Entries supplied
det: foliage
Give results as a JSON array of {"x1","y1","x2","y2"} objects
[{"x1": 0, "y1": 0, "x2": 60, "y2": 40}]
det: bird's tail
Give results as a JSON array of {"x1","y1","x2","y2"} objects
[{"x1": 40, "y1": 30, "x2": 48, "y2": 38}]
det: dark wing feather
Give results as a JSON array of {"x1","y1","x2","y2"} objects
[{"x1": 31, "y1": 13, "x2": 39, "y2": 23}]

Activity
Nothing in the data should be altered; please repeat it exactly.

Response below
det: foliage
Give results as a JSON array of {"x1","y1","x2","y2"} objects
[{"x1": 0, "y1": 0, "x2": 60, "y2": 40}]
det: bird's tail
Give results as a JSON array of {"x1","y1","x2","y2"} objects
[{"x1": 40, "y1": 30, "x2": 48, "y2": 38}]
det: dark wing feather
Give results as a JSON array of {"x1","y1","x2","y2"} objects
[{"x1": 31, "y1": 13, "x2": 39, "y2": 23}]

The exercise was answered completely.